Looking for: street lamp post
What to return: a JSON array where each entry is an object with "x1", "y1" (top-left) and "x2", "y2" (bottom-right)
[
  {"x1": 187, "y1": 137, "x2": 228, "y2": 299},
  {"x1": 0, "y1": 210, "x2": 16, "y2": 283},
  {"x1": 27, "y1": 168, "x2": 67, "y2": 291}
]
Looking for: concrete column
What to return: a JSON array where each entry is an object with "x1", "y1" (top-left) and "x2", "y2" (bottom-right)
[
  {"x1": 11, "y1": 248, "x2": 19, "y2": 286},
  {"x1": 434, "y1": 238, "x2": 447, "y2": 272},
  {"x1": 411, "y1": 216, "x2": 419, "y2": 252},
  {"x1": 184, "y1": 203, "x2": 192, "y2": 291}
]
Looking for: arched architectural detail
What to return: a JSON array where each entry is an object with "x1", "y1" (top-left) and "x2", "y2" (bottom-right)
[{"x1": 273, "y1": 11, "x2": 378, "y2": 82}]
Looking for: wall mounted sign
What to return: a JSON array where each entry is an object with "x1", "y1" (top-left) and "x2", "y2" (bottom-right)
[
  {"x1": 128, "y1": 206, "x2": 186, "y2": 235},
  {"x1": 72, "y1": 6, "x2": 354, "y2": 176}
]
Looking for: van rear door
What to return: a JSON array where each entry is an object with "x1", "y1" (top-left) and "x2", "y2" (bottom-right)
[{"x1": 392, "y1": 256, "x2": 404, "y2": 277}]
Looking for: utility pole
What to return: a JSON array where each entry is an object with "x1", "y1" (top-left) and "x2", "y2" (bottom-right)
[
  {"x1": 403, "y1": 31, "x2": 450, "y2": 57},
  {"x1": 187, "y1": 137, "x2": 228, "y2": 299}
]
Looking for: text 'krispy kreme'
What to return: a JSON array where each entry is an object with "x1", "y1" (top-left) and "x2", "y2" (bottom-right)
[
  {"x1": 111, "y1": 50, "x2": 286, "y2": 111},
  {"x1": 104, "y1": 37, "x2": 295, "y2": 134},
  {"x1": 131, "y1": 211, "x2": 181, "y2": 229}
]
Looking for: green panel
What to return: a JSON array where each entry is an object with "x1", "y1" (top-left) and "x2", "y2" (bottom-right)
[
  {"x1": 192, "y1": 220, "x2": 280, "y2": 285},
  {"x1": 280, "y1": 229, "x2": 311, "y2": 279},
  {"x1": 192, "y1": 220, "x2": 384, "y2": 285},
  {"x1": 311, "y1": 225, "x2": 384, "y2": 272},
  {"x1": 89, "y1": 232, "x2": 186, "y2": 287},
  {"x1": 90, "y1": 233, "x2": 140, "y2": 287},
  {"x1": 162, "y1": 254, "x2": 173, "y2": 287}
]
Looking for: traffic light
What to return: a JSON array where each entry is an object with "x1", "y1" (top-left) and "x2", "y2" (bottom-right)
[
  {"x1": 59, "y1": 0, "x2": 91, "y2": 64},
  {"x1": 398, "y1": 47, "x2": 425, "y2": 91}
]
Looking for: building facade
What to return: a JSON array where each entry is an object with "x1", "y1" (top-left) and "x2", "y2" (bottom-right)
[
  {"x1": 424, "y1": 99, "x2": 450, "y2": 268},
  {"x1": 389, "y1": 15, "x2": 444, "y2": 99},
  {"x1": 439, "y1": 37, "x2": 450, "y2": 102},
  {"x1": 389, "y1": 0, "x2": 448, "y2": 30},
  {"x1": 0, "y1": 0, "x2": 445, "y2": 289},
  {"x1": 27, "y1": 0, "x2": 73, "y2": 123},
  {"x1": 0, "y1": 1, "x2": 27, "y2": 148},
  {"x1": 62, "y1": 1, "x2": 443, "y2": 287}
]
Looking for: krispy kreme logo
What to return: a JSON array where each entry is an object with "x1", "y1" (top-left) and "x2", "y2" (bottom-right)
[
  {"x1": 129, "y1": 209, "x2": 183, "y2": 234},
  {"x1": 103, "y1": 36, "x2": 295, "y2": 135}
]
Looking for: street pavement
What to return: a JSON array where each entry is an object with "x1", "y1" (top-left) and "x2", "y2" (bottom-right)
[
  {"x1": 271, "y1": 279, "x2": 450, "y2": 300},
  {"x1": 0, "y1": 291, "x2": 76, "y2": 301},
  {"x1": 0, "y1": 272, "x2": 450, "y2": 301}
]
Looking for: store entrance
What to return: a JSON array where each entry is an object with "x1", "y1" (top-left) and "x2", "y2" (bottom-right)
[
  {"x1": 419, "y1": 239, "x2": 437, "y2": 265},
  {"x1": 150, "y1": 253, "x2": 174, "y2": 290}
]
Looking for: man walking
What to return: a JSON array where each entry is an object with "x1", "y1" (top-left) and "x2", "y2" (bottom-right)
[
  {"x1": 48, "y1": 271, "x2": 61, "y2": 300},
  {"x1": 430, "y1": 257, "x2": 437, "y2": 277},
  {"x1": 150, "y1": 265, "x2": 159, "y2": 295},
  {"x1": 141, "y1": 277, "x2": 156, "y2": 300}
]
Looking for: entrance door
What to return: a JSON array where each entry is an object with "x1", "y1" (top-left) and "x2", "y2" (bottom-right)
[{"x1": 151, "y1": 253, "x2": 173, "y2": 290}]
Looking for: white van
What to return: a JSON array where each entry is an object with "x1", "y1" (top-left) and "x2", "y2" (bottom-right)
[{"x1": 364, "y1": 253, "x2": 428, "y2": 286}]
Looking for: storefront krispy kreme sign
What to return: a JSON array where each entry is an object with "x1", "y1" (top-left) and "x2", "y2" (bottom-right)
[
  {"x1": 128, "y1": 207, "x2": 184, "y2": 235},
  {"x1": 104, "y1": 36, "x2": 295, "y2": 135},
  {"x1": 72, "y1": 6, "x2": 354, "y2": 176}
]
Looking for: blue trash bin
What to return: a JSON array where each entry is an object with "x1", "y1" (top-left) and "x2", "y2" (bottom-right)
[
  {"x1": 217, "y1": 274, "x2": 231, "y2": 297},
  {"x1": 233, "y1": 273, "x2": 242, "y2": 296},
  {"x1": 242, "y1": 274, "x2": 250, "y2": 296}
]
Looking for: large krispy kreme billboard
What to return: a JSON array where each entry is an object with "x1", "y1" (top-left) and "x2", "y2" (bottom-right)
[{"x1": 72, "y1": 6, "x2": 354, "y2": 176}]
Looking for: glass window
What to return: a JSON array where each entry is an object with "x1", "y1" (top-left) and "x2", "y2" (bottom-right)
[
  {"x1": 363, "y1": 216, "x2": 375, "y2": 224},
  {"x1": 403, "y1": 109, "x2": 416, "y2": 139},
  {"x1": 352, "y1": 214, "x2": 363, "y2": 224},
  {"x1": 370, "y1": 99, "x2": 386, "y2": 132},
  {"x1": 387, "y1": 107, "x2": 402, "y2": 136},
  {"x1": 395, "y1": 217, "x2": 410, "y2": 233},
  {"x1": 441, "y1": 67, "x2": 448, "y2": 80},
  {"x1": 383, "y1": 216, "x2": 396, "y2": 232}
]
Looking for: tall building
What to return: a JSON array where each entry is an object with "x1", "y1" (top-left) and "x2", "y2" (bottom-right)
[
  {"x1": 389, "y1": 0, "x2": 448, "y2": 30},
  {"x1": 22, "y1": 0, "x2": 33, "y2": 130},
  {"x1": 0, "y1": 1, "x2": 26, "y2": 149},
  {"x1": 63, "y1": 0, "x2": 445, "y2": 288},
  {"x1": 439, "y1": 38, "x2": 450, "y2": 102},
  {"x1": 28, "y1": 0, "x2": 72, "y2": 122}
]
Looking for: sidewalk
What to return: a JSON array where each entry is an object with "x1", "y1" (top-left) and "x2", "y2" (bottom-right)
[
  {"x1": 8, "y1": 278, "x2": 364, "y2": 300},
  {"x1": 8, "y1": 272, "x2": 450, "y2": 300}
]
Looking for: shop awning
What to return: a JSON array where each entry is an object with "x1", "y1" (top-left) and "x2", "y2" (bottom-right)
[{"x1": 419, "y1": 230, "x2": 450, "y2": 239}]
....
Reproduce only the lines from the one containing "Looking for: shop awning" through the end of the rows, inclusive, with "shop awning" swapped for "storefront awning" and everything else unchanged.

Looking for: storefront awning
What to return: a JSON array where each entry is an object with "x1", "y1" (top-left) and "x2", "y2" (bottom-right)
[{"x1": 419, "y1": 230, "x2": 450, "y2": 239}]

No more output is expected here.